**Listed records**

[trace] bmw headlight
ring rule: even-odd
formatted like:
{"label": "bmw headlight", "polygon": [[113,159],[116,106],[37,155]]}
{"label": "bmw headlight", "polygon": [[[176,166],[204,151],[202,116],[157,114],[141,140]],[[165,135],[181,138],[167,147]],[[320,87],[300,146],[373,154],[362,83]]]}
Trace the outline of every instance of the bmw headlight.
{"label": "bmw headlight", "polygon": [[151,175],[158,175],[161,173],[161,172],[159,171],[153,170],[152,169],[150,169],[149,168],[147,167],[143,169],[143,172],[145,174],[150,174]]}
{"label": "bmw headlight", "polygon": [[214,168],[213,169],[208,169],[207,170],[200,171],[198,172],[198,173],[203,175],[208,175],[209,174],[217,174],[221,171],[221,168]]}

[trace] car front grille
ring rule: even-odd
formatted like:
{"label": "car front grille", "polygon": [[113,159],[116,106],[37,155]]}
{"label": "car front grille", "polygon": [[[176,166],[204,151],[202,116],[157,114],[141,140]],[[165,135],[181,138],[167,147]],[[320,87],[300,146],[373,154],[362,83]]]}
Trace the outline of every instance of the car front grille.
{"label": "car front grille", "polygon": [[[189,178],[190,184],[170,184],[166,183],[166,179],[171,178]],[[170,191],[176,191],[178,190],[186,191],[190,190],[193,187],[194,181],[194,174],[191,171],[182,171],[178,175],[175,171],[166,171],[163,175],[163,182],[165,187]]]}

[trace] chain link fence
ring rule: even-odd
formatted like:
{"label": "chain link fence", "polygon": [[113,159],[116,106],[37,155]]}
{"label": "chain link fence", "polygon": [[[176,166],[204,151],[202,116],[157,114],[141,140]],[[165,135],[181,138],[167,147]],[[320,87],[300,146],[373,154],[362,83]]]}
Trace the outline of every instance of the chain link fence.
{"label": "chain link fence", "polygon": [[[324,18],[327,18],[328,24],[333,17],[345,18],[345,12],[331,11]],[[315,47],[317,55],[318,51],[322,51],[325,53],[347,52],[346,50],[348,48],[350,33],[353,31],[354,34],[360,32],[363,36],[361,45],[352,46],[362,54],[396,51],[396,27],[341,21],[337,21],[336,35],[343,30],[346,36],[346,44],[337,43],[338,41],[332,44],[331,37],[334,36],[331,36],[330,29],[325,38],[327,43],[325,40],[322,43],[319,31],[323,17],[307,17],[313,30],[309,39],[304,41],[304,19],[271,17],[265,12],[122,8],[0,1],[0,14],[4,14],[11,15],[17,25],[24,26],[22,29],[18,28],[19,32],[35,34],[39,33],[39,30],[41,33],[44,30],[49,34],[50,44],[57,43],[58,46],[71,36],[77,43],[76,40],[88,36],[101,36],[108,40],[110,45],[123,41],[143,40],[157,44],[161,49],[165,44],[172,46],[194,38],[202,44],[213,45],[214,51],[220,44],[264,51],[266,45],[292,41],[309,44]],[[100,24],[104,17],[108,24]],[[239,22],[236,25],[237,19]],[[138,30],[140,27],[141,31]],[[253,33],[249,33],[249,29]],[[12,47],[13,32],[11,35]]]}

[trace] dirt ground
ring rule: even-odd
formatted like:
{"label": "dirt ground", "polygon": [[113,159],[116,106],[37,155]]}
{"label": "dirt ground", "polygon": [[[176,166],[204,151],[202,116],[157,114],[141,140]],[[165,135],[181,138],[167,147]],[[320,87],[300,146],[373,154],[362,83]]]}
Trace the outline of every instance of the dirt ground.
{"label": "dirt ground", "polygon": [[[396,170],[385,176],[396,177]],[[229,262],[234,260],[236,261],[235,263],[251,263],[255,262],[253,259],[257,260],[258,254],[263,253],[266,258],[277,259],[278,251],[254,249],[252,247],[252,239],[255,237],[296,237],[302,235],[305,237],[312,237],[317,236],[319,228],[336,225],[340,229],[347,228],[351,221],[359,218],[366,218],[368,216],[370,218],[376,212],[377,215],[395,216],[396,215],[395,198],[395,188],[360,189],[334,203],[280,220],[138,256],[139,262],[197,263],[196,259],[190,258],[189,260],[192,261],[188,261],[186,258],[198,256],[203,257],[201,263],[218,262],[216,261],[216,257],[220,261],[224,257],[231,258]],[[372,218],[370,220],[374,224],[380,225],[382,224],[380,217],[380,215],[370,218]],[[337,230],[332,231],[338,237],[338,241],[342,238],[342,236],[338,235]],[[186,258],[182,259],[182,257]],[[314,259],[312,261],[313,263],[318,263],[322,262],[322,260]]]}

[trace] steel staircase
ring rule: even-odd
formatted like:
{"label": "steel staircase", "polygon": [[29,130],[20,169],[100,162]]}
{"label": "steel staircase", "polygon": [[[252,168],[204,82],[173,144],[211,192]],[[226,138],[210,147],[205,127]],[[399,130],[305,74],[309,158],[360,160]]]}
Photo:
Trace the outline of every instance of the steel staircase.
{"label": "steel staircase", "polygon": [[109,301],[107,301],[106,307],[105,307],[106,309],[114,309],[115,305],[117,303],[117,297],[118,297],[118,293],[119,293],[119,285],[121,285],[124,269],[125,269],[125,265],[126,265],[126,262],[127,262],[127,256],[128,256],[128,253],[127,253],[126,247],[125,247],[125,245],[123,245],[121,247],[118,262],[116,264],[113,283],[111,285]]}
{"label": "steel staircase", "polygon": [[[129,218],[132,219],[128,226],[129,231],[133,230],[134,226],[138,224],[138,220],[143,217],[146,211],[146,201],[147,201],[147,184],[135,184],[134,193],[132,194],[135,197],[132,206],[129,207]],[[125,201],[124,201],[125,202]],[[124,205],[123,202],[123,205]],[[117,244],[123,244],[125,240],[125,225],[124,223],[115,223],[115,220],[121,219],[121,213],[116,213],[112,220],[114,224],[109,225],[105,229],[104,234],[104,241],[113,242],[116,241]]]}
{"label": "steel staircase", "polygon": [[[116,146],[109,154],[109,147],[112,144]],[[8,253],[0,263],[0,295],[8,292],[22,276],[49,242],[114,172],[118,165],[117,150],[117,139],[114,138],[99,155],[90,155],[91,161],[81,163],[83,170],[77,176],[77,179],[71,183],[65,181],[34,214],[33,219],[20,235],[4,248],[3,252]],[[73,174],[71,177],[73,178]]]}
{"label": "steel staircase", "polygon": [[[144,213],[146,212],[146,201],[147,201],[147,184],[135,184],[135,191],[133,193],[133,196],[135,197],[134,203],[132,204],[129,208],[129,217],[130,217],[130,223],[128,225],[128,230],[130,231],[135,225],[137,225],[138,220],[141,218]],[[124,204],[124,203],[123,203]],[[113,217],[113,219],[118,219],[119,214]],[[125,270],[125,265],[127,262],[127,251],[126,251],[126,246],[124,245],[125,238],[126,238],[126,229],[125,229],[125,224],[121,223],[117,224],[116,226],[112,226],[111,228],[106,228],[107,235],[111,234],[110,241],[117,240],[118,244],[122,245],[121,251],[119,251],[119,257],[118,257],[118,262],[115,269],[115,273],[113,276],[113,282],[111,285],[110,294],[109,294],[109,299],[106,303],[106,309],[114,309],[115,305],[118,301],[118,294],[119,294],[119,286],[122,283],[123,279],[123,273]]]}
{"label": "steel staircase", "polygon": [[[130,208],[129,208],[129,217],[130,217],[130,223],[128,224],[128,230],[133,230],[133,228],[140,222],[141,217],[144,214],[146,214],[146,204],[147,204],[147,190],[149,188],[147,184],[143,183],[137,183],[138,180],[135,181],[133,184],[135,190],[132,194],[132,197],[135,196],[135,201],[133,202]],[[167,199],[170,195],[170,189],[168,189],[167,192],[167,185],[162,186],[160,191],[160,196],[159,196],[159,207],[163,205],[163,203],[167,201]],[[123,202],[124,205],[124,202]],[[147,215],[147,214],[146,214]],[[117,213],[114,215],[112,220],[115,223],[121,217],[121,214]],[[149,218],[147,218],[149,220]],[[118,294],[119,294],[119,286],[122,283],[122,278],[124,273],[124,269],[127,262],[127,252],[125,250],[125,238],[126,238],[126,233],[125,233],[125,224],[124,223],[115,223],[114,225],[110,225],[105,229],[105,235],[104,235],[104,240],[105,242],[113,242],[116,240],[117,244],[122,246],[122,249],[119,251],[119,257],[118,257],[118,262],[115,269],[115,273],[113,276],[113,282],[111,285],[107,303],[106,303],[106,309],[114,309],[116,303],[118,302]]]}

**Aim of the exercise**
How many of the lines above contain the string "grille"? Reply with the number only.

**Solution**
5